**EXERCISE TASKS:**
- a) Translate into Spanish this sentence from the essay on New York's shrines below: "Traditional cultures met these deep-seated fears with shrines, relics, sacrifices, talismans."
- b) Answer these questions using the essay on New York's shrines below:
(i) Besides death raining from the sky, what else does the essay call one of the eternal nightmares of humanity?
(ii) Outside what buildings were the shrines raised?
(iii) Where did the decaying flowers in the shrines come from?
- c) Retype everything in the essay on New York's shrines below from "The destruction of" down to "a premodern city.".

The destruction of the World Trade Center arouses buried, primeval feelings: Death raining from the sky is one of the eternal nightmares of humanity. So are plagues. It doesn't matter that the weapons of the moment are new; the dread is ancient. Traditional cultures met these deep-seated fears with shrines, relics, sacrifices, talismans. And strangely enough, during this autumn of mourning, so has the city famous for its modern outlook. In its response to the age-old terrors, New York has become, momentarily, a premodern city.
Consider the shrines raised outside the firehouses of the city. They don't look like the New York we know. They are primitive and beautiful, at once messy and scattered, like street-corner shrines in an Indian city. Offerings are piled up against the walls. Colors are intense, almost candied. We see row upon row of variously sized and colored candles; decaying flowers from Korean delis; flags pointing askew; private messages publicly scrawled on different kinds of paper. Amid the profusion are photographs of lost comrades, often reverentially positioned, much as graves in certain parts of the world contain a framed photograph of the dead. No solitary artist assembled these shrines: They represent a spontaneous public expression of grief. But a kind of art inhabits them, one much older than our kind of art, which usually emphasizes the individual artist.

**RECORDS PROVIDED:**

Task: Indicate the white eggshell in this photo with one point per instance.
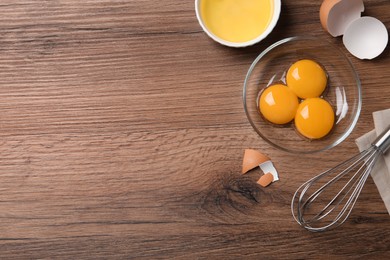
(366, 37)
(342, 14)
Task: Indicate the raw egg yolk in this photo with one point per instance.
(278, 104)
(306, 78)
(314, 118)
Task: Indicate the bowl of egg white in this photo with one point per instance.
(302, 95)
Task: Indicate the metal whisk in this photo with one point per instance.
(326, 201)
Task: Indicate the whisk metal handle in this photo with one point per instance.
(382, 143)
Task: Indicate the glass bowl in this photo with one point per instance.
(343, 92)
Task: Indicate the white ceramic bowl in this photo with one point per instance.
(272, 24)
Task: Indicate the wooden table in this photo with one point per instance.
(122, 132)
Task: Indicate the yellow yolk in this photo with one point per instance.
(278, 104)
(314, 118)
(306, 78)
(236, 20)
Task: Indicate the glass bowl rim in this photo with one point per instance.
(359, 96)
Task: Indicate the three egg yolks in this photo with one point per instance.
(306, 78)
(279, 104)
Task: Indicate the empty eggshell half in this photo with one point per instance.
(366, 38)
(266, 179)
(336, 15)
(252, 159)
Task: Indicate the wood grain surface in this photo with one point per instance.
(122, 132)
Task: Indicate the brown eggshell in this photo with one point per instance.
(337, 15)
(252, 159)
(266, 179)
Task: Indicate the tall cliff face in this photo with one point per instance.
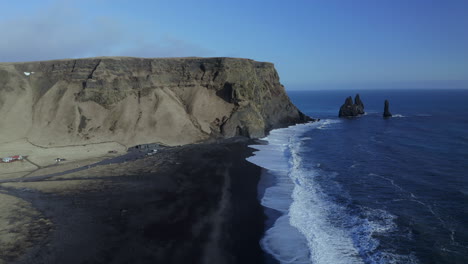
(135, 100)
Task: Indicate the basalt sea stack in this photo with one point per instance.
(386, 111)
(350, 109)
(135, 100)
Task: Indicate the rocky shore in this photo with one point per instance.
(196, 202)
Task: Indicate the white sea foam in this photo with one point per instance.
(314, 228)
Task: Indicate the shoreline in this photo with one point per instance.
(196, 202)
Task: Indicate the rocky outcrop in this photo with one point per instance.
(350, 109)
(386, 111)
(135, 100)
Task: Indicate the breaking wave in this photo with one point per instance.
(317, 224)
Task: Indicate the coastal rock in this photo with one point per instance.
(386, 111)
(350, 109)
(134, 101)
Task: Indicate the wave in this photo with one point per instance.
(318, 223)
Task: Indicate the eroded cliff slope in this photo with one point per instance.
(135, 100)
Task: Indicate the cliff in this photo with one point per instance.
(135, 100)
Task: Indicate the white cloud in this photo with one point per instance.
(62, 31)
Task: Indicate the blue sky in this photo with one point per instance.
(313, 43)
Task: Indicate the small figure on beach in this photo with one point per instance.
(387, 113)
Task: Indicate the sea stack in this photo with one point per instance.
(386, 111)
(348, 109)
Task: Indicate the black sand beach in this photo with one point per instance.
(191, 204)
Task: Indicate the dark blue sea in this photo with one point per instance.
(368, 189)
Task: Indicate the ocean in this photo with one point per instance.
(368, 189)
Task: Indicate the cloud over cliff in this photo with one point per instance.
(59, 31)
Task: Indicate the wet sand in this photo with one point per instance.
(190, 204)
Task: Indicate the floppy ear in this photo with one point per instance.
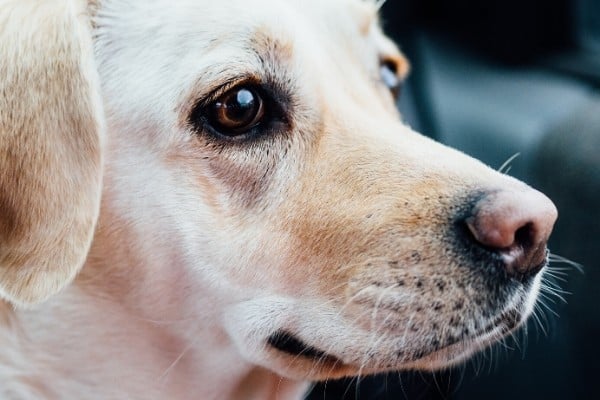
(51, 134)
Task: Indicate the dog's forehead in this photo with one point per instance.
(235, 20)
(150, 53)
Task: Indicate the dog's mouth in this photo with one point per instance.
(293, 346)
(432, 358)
--
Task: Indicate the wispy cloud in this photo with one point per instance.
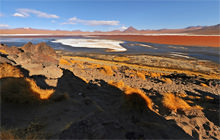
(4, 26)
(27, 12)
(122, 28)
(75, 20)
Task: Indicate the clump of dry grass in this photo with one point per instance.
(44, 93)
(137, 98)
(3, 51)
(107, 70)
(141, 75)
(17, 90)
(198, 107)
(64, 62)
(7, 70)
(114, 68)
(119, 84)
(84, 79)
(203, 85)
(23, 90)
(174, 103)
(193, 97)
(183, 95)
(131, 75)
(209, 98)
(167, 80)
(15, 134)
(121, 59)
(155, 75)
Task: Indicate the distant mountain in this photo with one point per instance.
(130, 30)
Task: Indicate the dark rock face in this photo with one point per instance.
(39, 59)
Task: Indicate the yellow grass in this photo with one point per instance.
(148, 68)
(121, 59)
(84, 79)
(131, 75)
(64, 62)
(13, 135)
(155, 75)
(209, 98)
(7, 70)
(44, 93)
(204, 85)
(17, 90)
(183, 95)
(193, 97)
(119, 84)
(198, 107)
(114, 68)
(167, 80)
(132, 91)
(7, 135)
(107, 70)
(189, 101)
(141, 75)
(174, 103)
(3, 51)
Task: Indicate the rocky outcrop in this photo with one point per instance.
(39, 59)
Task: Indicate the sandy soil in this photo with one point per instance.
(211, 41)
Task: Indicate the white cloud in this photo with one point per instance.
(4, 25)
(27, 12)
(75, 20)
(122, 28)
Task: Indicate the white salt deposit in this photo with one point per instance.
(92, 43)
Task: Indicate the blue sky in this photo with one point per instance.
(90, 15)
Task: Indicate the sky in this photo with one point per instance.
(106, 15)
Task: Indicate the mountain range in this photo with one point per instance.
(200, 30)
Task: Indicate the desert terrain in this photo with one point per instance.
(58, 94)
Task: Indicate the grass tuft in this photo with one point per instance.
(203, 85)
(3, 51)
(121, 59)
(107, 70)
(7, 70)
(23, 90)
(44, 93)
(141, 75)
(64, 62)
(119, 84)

**RESPONSES:**
- a) Las culturas tradicionales enfrentaban estos miedos profundamente arraigados con santuarios, reliquias, sacrificios, talismanes.

- b)
(i) Plagues.
(ii) The firehouses of the city.
(iii) Korean delis.

- c)
The destruction of the World Trade Center arouses buried, primeval feelings: Death raining from the sky is one of the eternal nightmares of humanity. So are plagues. It doesn't matter that the weapons of the moment are new; the dread is ancient. Traditional cultures met these deep-seated fears with shrines, relics, sacrifices, talismans. And strangely enough, during this autumn of mourning, so has the city famous for its modern outlook. In its response to the age-old terrors, New York has become, momentarily, a premodern city.